## What you need to do
Reformat all lines of the items below into a single numbered list, omitting any blank lines.

..............................

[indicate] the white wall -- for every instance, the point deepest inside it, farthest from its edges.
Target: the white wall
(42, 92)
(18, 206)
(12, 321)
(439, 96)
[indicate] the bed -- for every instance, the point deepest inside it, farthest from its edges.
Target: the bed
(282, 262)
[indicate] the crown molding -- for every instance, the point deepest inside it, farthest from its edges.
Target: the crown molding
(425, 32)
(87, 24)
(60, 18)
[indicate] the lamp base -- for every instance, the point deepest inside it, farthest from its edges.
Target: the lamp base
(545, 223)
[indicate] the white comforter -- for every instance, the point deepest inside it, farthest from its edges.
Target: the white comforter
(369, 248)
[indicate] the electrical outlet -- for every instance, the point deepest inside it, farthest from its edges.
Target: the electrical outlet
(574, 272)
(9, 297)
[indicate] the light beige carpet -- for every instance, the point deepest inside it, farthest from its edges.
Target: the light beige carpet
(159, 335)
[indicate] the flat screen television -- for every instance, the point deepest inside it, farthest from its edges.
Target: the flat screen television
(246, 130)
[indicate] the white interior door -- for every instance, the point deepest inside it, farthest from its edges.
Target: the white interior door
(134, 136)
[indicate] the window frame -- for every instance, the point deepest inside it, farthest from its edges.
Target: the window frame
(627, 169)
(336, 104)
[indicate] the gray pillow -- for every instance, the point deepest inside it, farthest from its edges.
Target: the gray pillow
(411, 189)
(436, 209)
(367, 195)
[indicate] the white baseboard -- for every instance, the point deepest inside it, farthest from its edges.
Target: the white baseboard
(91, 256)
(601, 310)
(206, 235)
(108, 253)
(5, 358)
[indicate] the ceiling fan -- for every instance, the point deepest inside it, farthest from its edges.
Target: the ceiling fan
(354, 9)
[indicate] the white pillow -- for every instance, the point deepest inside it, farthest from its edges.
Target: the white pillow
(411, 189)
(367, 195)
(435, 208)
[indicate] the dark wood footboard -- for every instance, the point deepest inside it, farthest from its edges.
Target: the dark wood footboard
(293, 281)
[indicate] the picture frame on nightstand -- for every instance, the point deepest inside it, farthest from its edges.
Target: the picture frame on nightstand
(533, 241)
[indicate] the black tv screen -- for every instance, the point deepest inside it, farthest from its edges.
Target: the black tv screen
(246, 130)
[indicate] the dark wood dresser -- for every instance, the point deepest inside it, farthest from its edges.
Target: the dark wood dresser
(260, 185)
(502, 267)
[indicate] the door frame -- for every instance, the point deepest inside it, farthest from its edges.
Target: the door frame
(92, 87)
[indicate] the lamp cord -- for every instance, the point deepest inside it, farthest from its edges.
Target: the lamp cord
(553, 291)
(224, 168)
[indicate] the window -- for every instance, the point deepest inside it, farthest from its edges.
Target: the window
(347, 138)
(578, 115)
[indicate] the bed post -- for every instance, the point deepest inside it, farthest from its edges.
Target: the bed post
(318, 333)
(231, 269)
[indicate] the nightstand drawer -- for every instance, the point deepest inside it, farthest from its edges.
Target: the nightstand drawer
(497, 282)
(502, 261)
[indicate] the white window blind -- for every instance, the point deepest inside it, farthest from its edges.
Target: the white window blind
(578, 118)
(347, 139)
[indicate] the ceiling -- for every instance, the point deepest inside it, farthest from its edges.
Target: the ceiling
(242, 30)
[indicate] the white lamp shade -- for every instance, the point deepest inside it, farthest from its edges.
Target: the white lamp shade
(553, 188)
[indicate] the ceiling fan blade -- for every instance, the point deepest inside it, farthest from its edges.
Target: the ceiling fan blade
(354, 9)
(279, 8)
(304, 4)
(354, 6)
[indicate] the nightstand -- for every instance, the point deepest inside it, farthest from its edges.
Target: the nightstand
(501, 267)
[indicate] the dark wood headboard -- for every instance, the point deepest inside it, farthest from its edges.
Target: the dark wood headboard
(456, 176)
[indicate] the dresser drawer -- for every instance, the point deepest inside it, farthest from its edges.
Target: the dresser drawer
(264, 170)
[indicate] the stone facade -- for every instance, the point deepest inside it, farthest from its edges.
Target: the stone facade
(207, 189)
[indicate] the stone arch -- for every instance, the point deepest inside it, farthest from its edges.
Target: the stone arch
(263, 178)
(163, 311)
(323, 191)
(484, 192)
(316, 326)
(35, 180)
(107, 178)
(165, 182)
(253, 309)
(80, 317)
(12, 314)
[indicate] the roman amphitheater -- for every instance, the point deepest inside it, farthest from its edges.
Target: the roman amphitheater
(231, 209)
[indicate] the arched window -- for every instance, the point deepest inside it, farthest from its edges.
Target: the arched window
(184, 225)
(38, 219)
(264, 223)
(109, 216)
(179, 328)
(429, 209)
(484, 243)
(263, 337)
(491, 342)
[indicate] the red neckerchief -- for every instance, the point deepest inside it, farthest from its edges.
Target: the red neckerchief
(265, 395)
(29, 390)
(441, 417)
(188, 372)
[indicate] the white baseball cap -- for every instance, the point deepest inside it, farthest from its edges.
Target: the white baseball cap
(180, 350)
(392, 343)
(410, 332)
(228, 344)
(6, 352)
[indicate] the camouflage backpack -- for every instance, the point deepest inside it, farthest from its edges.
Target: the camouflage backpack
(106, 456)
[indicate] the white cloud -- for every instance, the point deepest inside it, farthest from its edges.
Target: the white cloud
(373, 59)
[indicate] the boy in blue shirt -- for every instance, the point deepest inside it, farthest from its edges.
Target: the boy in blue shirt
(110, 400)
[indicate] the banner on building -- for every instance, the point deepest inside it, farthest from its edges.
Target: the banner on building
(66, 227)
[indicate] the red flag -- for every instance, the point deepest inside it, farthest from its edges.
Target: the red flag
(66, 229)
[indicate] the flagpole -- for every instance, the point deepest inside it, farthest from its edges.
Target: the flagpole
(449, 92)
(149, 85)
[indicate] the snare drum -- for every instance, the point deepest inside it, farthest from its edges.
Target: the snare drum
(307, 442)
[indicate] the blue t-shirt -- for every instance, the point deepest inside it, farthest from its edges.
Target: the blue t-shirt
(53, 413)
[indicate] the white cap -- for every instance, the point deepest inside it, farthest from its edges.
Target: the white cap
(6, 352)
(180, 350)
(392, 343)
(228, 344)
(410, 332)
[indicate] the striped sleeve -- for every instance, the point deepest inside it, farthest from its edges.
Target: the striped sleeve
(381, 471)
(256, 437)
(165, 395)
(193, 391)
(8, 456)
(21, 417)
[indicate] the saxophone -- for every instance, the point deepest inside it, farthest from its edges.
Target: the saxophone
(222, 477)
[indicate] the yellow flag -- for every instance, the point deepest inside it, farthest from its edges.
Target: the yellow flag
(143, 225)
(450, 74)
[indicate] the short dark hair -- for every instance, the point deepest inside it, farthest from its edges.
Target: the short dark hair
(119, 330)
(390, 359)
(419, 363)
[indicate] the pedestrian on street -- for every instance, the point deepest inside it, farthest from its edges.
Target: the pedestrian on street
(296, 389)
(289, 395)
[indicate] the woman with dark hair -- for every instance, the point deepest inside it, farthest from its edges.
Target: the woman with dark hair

..............................

## The response
1. [indicate] the white wall -- for every instance, the point deepest inside it, farthest from its edges.
2. Target: the white wall
3. (42, 92)
4. (18, 206)
5. (12, 321)
6. (439, 96)
7. [indicate] the bed -- for every instance, the point deepest inside it, farthest from its edges.
8. Target: the bed
9. (282, 262)
10. [indicate] the crown molding -- for every instance, the point deepest inside it, farthest from its edges.
11. Target: the crown molding
12. (425, 32)
13. (87, 24)
14. (60, 18)
15. [indicate] the lamp base -- for every instance, the point deepest inside it, farthest from its edges.
16. Target: the lamp base
17. (545, 223)
18. [indicate] the white comforter -- for every instance, the point deepest inside it, farthest from its edges.
19. Target: the white comforter
20. (369, 248)
21. [indicate] the electrical outlet -- for every instance, the point deepest inside it, farthest from its edges.
22. Target: the electrical outlet
23. (574, 272)
24. (9, 297)
25. [indicate] the light beige carpet -- for every instance, the point deepest inside it, farthest from its edges.
26. Target: the light beige carpet
27. (159, 335)
28. [indicate] the flat screen television -- for every instance, the point deepest inside it, farthest from its edges.
29. Target: the flat screen television
30. (246, 130)
31. [indicate] the white interior door -- for every instance, the point deepest inside it, farthest from its edges.
32. Target: the white interior door
33. (134, 136)
34. [indicate] the window frame -- for every instance, the point deepest inside it, farthest from its edges.
35. Target: the window frame
36. (627, 169)
37. (336, 104)
38. [indicate] the gray pillow -- for every instance, the point deepest inside it, farthest from its edges.
39. Target: the gray pillow
40. (411, 189)
41. (436, 209)
42. (367, 195)
43. [indicate] the white baseboard -- for every instance, the point deepest inside it, farthest from its edges.
44. Target: the white baseboard
45. (91, 256)
46. (601, 310)
47. (206, 235)
48. (108, 253)
49. (5, 358)
50. [indicate] the ceiling fan -- for every instance, the point deepest inside it, farthest from its edges.
51. Target: the ceiling fan
52. (354, 9)
53. [indicate] the white pillow -- for every instance, the point deepest inside it, farthest from its edges.
54. Target: the white pillow
55. (411, 189)
56. (367, 195)
57. (435, 208)
58. [indicate] the dark wood footboard -- for every instance, the point deepest inside it, farthest from its edges.
59. Target: the dark wood footboard
60. (293, 281)
61. [indicate] the picture frame on nightstand -- for every instance, the point deepest inside it, farthest from its edges.
62. Target: the picture frame on nightstand
63. (533, 241)
64. [indicate] the black tv screen -- for every instance, the point deepest inside it, farthest from its edges.
65. Target: the black tv screen
66. (246, 130)
67. [indicate] the dark wood dresser -- for every instance, the point deepest inside it, farthest from its edges.
68. Target: the dark wood dresser
69. (260, 185)
70. (502, 267)
71. [indicate] the door frame -- for every instance, the point deepest inside it, farthest from its edges.
72. Target: the door frame
73. (92, 87)
74. [indicate] the lamp cord -- for every instance, the point deepest inside it, farthest from its edges.
75. Target: the lamp cord
76. (553, 291)
77. (224, 168)
78. [indicate] the window -- for every instance, the point deepest inside it, farthest from its edges.
79. Target: the window
80. (347, 138)
81. (578, 115)
82. [indicate] the bed post -- for every instance, the point deepest inside it, farthest from its edges.
83. Target: the bed post
84. (318, 333)
85. (231, 269)
86. [indicate] the nightstand drawer -- for every instance, the point deepest inside it, farthest from its edges.
87. Target: the nightstand drawer
88. (497, 282)
89. (502, 261)
90. [indicate] the white window blind -- for every instance, the point deepest inside it, farthest from its edges.
91. Target: the white window blind
92. (578, 118)
93. (347, 139)
94. [indicate] the ceiling -- for every instance, the point deepest inside it, farthest from its edges.
95. Target: the ceiling
96. (242, 30)
97. [indicate] the white lamp shade -- for every instance, the point deepest inside it, farthest from its edges.
98. Target: the white lamp shade
99. (553, 188)
100. [indicate] the ceiling fan blade -- for every instance, the point deepest inside it, farthest from its edges.
101. Target: the ceiling fan blade
102. (354, 9)
103. (279, 8)
104. (304, 4)
105. (354, 6)
106. [indicate] the nightstand -- for every instance, the point deepest inside it, farthest from its edges.
107. Target: the nightstand
108. (501, 267)
109. [indicate] the dark wood headboard -- for every instance, the point deepest inside it, farthest from its edges.
110. Target: the dark wood headboard
111. (456, 176)
112. [indicate] the dresser drawer -- for every instance, the point deepest inside it, farthest from its edges.
113. Target: the dresser drawer
114. (264, 170)
115. [indicate] the stone facade -- for every instance, the point deepest inside it, farthest from its edges.
116. Target: the stone facade
117. (207, 189)
118. [indicate] the stone arch -- for every instance, the point deepest inside it, farthest from its edges.
119. Target: the stone arch
120. (263, 178)
121. (163, 311)
122. (323, 191)
123. (484, 192)
124. (316, 326)
125. (35, 180)
126. (107, 178)
127. (165, 182)
128. (253, 309)
129. (80, 317)
130. (12, 314)
131. [indicate] the roman amphitheater -- for every instance, the point deepest inside it, farthest from its edges.
132. Target: the roman amphitheater
133. (231, 209)
134. [indicate] the arched window -- for every instance, the point deepest inside it, farthest from its edges.
135. Target: the arched window
136. (184, 225)
137. (38, 219)
138. (264, 223)
139. (109, 216)
140. (179, 328)
141. (429, 209)
142. (484, 243)
143. (263, 337)
144. (491, 342)
145. [indicate] the red neckerchief -- for every instance, the point deepest inside it, farthest from its edges.
146. Target: the red neckerchief
147. (265, 395)
148. (29, 390)
149. (441, 417)
150. (188, 372)
151. [indicate] the white baseball cap -- for every instance, the point deepest inside it, farthest from its edges.
152. Target: the white baseball cap
153. (180, 350)
154. (392, 343)
155. (410, 332)
156. (228, 344)
157. (6, 352)
158. [indicate] the camouflage backpack -- for every instance, the point deepest inside it, farthest from its edges.
159. Target: the camouflage backpack
160. (106, 456)
161. [indicate] the white cloud -- for every instance, the point deepest inside it, farthest from its edges.
162. Target: the white cloud
163. (373, 59)
164. [indicate] the boy in blue shirt -- for every instance, the point deepest inside it, farthest from its edges.
165. Target: the boy in blue shirt
166. (110, 400)
167. [indicate] the banner on building -- for every instance, the point deepest inside it, farthest from its edges.
168. Target: the banner on building
169. (66, 227)
170. [indicate] the red flag -- for every instance, the point deepest inside it, farthest from its edges.
171. Target: the red flag
172. (66, 229)
173. [indicate] the flagpole -- for every instance, the point deepest inside it, farthest from its edges.
174. Target: the flagpole
175. (449, 92)
176. (149, 85)
177. [indicate] the snare drum -- for every instance, the point deepest inside it, farthest from its edges.
178. Target: the snare drum
179. (307, 442)
180. [indicate] the blue t-shirt -- for every instance, the point deepest inside it, farthest from its edges.
181. Target: the blue t-shirt
182. (53, 413)
183. [indicate] the white cap -- for every instance, the point deepest inside it, farthest from its edges.
184. Target: the white cap
185. (6, 352)
186. (180, 350)
187. (392, 343)
188. (228, 344)
189. (410, 332)
190. [indicate] the striped sleeve -- for every instance, the point deepest inside it, farthest from its edges.
191. Target: the striped sleeve
192. (381, 471)
193. (256, 437)
194. (165, 395)
195. (193, 391)
196. (8, 456)
197. (21, 417)
198. [indicate] the saxophone -- for every instance, the point deepest inside it, farthest from its edges.
199. Target: the saxophone
200. (222, 477)
201. [indicate] the yellow flag -- for every instance, the point deepest inside it, farthest from its edges.
202. Target: the yellow flag
203. (143, 225)
204. (450, 74)
205. [indicate] the short dark hair -- for every instance, the point deepest inside it, farthest from its edges.
206. Target: the short dark hair
207. (119, 330)
208. (390, 359)
209. (419, 363)
210. [indicate] the pedestrian on street -- for every instance, the point deepest inside it, farthest from its edges.
211. Target: the pedestrian on street
212. (296, 389)
213. (289, 395)
214. [indicate] the woman with dark hair -- for every instance, the point deepest inside it, farthest from its edges.
215. Target: the woman with dark hair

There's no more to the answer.